Top of Supplied passage
Friday 23rd September
The stellplatz at Nordlingen has proved to be a very quiet place to be at night, except for the church bells every 15 minutes, and the neds practicing donuts in the carpark on the other side of the railway line at 3.30am, and the freight train at 4am, and the 5 minutes of random church bells at 6am and the rubbish lorry at 7am.
I do hope that you’re not getting bored with photos of medieval city walls, towers and churches, looking at our map we are only half way down the Romantic Road. I did restrain myself from taking lots more photos of buildings because despite being very pretty they are similar to those we’ve seen in many other towns.
Again, this stellplatz is located within 100 yards of one of the town gates. Nordlingen has 5 town gates and 11 towers as well as a bastion. The walls and towers were built around 1370 and modified in 1480. Every town down the Romantic Road has a claim to fame and this towns claim is the longest continuous footpath along a defensive wall. We were told it was 1.7km but the town has a diameter of roughly 1km therefore all you maths geeks will know that the path is 3.14km long. It took us about an hour to walk round but then we had to keep taking photos for you 🙂
I must say how surprised I was at the town within the walls. We counted three parks, many of the houses had gardens, there were thousands of fruit trees, apples, pears, figs, walnuts and plums, we saw a brewery, a hospital, 3 churches and a number of huge grain stores.
Right in the middle of the town is St Georg’s Church built in 1427-1505 which is regarded as the largest and most beautiful of the German Gothic hall churches. Every evening between 10pm and midnight, on the half hour a watchman shouts “So, G’sell, so” (all’s well fellows, all’s well).
More fortified wall loveliness. Down below people are starting to assemble for a wedding, it’s Friday and they will be making their way to the Rathouse.
Deininger tower built in 1516.
A river passes through the town, as well as around the outside, so that water is available to power a watermill and provide for the tanning area of the town.
Sorry, more buildings, the white building to the right is the town hall.
The outside stone steps were unusual and once upon a time I knew why they were built outdoors but that little snippet escapes me for now.
Bottom of Supplied passage
Top of Dataset excerpts
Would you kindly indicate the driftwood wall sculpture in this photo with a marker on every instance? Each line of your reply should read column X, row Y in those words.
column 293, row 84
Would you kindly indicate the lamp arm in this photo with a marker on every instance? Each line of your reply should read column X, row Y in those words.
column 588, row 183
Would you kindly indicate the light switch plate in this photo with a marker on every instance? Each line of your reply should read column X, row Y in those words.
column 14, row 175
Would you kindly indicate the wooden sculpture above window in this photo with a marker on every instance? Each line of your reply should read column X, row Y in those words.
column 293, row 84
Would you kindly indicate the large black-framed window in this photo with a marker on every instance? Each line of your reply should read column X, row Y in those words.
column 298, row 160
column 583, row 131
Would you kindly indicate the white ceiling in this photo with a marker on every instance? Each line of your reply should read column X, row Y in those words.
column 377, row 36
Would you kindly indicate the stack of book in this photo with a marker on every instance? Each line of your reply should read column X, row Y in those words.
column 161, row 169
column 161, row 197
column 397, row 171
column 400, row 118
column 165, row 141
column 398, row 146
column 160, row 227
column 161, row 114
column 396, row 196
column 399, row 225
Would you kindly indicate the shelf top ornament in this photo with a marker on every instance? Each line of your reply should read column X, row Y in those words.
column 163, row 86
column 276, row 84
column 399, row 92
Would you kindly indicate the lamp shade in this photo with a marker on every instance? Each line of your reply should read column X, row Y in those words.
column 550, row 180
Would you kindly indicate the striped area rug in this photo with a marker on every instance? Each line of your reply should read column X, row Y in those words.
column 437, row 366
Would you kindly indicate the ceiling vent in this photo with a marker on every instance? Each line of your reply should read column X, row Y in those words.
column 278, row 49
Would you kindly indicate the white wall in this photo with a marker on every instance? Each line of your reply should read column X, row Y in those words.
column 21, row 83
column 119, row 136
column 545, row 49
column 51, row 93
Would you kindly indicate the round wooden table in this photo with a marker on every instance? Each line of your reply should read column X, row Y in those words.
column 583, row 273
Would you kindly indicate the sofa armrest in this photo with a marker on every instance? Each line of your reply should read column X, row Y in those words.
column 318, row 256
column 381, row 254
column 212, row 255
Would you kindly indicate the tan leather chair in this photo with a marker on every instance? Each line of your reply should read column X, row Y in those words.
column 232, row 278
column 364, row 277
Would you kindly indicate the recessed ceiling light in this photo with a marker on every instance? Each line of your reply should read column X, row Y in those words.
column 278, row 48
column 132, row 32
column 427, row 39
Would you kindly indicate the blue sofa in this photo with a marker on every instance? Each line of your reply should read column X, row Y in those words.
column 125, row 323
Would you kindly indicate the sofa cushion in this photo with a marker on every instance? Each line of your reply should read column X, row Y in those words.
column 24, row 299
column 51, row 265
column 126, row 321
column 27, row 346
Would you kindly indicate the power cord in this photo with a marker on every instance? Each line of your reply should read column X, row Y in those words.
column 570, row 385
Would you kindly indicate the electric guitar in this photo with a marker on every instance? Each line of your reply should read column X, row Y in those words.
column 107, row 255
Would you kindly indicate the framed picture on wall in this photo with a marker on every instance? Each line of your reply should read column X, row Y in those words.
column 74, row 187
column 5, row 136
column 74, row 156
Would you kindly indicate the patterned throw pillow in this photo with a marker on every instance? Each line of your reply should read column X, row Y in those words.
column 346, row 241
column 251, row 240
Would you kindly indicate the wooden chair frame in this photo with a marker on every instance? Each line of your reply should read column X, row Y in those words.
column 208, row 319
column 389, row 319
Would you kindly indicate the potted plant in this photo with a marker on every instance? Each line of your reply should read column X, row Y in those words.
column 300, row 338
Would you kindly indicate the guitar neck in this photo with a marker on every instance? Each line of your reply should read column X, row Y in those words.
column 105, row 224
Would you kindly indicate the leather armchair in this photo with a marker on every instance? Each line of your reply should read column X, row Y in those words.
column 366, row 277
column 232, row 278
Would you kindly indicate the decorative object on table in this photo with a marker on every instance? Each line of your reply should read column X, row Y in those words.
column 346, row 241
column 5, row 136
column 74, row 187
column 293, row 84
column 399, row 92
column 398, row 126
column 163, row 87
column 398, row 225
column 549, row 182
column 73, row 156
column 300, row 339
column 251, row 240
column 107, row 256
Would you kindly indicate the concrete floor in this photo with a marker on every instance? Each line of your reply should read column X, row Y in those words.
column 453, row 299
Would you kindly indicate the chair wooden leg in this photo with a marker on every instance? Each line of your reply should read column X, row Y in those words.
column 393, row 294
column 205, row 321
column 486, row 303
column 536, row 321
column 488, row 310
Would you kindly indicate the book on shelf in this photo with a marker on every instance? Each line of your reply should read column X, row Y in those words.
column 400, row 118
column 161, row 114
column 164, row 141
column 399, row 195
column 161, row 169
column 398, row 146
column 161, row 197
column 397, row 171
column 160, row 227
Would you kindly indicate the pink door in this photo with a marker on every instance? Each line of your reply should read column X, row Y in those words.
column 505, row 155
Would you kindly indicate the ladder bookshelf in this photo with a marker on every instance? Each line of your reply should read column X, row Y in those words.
Bottom of Dataset excerpts
— Exercises to complete —
1/ How many town gates and towers does the Nordlingen travel entry say the town has?
2/ Carry the Nordlingen travel entry forward from its final sentence.

— Results —
1/ Five town gates and 11 towers, as well as a bastion.

2/
Here I had to climb a really tall tree and even then it was a bit of a stretch to get it all in. Nordlingen has been built within the crater of a meteorite that crashed to earth about 15 million years ago. It wasn’t until I read the blurb that I realised just how much damage was done.
Can you see the hills in the distance, that is the size of the crater. The meteorite was about 1km in diameter, hit the earth with the same explosive power as 250,000 Hiroshima sized atomic bombs, created a crater 25kms in diameter and blasted rock and stone as far as Slovenia. All life within 100km was destroyed. The temperatures caused the rock to melt creating 150 cubic kilometres of a totally unique rock formation called Suevite which has been used to build St Georg’s. Here I’ve climbed St Georg’s Church tower, it’s only 365 steps they said, bloody hard work and I had an old lady chasing me all the way up so I couldn’t stop to catch my breath.
When I said old lady how many of you thought it might be Lucy? Go and stand in the naughty corner. She’s sitting 90m below having a coffee and chatting up the waiter.
Inside the church were more sinuously weaving fan vaulted ceilings very similar to yesterday. What caught my eye were the choir stalls each with a different carved head.
Is this the house that my dad built? The more you look at it the wonkier it gets.
The watermill, this is the new watermill!!
It’s all gone quiet now (except for the bells). We’ve had a marching band practicing over the road and the kids have gone home to watch the Great German Bake Off or Germany’s Got Talent. Fingers crossed it stays quiet.